** Opening EXCERPTED TEXT block **

The Kingston Memorial Centre is a 3,300-seat multi-purpose arena located at 303 York Street in Kingston, Ontario, Canada. Opened in 1951, the Kingston Community Memorial Health and Recreation Centre was designed as a community sports and entertainment centre that would become a "living memorial" in remembrance of Kingstonians who died in both world wars and the Korean War (Planning Partnership-Hughes Downey Architects 2007, p. 5). The Memorial Centre lands and facilities include a war memorial, a large ice pad in the arena building, a new outdoor aquatic centre, agricultural barns, softball diamonds, a cinder track, off leash dog park and a linear park at the east, north and west perimeter of the property. Just east of the arena building was the International Hockey Hall of Fame (IHHOF) museum building at 277 York St. In July 2012, Kingston City Council approved the relocation of the collection on a short-term basis to the Invista Centre on Gardiners Road in Kingston. The existing building was found to have costly repair issues related to moisture penetration. It was demolished after the IHHOF moved to the Invista Centre in Kingston's west end.

The Memorial Centre land has been publicly owned since it was acquired in 1841 by the British Government. Its cultural significance reflects local Kingston agricultural, military and recreational history (Planning Partnership-Hughes Downey Architects 2007, p. 4).

As the Memorial Centre building aged consideration was given by the City of Kingston for ways to rehabilitate the property. In 1993 Parkin Consultants Limited issued a Final Report on the possible uses of the property based primarily on 1980s data. In 1987, the Kingston Canadians junior hockey club was the main tenant with 60% of the facilities events. Entertainment programing accounted for 12% and trade or consumer shows 24% of events. In 1987 there were $774,862 in ticket sales, facility rentals and other income. But operating costs were $1,093,473. The Parkin report noted that the deficit of $318,311 could be reduced with decreased through measures to reduce maintenance and energy costs and by increasing rent, ticket sales, and canteen revenues.

The Memorial Centre was the home to the Kingston Frontenacs ice hockey team and its predecessors, the Kingston Canadians and Kingston Raiders from 1973 to 2008. It was also home to the Kingston Frontenacs of the Eastern Professional Hockey League from 1959 to 1963. When a new downtown arena, the Leon's Centre opened in 2008, the Frontenacs moved to the new facility, playing their last game at the Memorial Centre on February 15, 2008.

The Kingston Memorial Centre is the site of the annual Kingston Fall Fair operated by the Kingston and District Agricultural Society. Established in Kingston in 1830 as the Midland Fair and revived in 1912, the Kingston Fall Fair is held over four days each September. It is the second oldest Fair in Ontario, with attendance over 16,000. The society sponsors the Fair with the objective of promoting education through agriculture. The fair includes the largest dairy show held in Ontario.

Since the 1950s the Memorial Centre has been used for many cultural and recreational events including performances by Johnny Cash in 1958 and 1987. Kingston's The Tragically Hip played the centre in 1995 In 2010 it become the home of Kingston Derby Girls, Kingston's first official women's roller derby league.

** Closing EXCERPTED TEXT block **
** Opening DATA EXTRACT block **

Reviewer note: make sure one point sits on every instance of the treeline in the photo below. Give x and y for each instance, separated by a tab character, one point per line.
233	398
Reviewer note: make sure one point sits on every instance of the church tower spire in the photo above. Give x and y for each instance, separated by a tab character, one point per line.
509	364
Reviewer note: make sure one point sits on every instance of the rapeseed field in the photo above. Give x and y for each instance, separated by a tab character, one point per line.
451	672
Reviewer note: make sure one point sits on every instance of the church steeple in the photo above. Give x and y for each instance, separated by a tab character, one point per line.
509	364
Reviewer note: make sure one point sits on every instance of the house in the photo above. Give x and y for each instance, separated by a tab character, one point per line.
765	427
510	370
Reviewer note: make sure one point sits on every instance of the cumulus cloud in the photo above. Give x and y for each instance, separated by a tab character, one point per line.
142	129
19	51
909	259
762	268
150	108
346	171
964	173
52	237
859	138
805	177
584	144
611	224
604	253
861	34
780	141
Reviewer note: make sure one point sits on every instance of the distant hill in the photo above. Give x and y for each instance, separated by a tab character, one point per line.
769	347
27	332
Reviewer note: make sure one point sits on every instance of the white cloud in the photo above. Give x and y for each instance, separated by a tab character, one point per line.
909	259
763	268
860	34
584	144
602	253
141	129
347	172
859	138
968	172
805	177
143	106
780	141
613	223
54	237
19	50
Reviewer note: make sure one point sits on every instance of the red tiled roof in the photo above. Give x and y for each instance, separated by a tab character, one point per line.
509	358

** Closing DATA EXTRACT block **
** Opening DATA EXTRACT block **

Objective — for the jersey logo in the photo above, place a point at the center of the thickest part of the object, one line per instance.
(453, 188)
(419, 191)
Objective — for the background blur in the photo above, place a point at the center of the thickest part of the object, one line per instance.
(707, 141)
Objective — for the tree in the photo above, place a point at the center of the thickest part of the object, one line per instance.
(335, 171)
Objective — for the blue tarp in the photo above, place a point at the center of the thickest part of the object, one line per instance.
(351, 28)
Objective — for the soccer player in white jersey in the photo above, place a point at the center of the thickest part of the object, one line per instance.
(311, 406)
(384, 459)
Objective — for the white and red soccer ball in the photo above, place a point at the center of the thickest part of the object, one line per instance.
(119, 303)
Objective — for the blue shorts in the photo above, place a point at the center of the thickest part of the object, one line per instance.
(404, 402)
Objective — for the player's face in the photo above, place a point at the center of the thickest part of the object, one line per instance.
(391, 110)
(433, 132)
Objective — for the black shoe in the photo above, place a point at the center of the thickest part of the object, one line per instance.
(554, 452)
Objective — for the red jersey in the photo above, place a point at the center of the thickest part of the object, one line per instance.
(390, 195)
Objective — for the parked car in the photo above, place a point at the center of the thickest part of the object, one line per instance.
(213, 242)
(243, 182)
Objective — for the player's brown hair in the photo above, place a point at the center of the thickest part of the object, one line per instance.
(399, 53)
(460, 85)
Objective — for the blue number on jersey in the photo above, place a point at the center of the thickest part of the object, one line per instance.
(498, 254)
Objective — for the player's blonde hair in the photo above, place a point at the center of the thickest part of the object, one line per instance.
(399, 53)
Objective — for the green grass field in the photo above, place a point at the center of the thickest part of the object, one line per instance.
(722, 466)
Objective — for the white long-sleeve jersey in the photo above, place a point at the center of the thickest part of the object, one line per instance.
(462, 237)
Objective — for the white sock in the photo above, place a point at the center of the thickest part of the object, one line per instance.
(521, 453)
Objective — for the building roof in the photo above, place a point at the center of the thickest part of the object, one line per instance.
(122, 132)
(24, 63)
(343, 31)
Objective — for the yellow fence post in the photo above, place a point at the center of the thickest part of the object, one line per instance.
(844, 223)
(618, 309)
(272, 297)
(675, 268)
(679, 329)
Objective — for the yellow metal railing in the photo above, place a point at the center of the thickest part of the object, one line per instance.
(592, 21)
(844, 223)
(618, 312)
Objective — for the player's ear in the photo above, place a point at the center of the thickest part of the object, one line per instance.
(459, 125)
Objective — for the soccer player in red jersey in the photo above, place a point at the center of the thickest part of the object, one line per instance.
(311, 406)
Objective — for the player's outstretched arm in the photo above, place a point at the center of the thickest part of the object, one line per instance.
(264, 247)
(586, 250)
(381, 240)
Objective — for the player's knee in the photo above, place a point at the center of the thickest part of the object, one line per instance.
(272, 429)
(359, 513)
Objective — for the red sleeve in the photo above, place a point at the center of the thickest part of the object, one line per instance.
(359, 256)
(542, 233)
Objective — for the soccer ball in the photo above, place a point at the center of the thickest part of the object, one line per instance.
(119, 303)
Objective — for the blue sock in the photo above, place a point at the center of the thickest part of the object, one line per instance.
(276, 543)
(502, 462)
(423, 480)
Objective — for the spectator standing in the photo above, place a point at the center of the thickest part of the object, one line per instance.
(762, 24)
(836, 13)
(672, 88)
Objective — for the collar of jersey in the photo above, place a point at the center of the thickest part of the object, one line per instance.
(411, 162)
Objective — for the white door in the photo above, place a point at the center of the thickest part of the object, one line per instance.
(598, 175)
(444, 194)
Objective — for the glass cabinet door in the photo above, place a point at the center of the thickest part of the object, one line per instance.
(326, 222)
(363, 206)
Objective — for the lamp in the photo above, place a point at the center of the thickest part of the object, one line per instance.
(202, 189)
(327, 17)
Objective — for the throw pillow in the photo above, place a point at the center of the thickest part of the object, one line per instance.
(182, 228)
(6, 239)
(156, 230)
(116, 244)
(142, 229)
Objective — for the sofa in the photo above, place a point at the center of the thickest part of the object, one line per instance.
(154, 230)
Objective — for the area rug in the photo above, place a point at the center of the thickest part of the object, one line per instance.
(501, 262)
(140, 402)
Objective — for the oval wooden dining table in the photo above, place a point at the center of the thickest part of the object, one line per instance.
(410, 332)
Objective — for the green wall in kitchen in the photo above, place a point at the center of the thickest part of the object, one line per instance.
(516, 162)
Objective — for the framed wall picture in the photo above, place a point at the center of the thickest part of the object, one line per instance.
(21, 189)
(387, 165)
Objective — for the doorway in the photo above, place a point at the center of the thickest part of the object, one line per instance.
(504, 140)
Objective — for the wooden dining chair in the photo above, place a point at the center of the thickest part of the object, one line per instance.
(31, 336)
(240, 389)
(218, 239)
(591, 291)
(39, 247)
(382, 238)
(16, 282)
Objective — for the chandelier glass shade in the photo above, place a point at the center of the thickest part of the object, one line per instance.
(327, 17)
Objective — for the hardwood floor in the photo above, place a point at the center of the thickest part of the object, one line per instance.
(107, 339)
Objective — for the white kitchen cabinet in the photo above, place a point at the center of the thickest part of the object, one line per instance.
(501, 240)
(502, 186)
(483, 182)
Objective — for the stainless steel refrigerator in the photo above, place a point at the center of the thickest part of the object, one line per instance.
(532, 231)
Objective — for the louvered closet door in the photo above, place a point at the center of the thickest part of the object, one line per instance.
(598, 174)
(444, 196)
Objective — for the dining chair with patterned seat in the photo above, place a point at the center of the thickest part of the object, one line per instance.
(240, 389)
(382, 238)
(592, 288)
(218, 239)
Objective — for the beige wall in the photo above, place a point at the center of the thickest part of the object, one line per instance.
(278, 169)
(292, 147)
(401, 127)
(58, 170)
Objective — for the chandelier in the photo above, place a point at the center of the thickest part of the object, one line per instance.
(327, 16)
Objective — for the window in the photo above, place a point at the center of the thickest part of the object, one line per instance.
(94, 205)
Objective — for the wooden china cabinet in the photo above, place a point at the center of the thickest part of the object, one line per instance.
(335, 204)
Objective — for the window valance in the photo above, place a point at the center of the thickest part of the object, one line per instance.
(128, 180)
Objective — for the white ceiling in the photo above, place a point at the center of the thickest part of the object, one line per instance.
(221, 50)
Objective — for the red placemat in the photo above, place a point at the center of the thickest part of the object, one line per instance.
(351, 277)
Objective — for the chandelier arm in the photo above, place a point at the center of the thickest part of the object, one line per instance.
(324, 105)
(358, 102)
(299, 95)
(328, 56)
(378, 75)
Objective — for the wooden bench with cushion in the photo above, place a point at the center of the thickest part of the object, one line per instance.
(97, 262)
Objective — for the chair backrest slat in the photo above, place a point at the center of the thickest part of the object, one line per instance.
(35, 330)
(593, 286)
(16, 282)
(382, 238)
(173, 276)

** Closing DATA EXTRACT block **

[TASK REQUIREMENTS]
**A)** From the Kingston Memorial Centre text, copy the passage starting at "Since the 1950s" up to and including "roller derby league.".
**B)** According to the Kingston Memorial Centre text, on what date did the Frontenacs play their last game at the Memorial Centre?
**C)** The Kingston Memorial Centre text names the things found on the Memorial Centre lands and facilities. List every one of them.

[TASK RESULTS]
**A)**
Since the 1950s the Memorial Centre has been used for many cultural and recreational events including performances by Johnny Cash in 1958 and 1987. Kingston's The Tragically Hip played the centre in 1995 In 2010 it become the home of Kingston Derby Girls, Kingston's first official women's roller derby league.

**B)** February 15, 2008

**C)**
- a war memorial
- a large ice pad in the arena building
- a new outdoor aquatic centre
- agricultural barns
- softball diamonds
- a cinder track
- an off leash dog park
- a linear park at the east, north and west edge of the property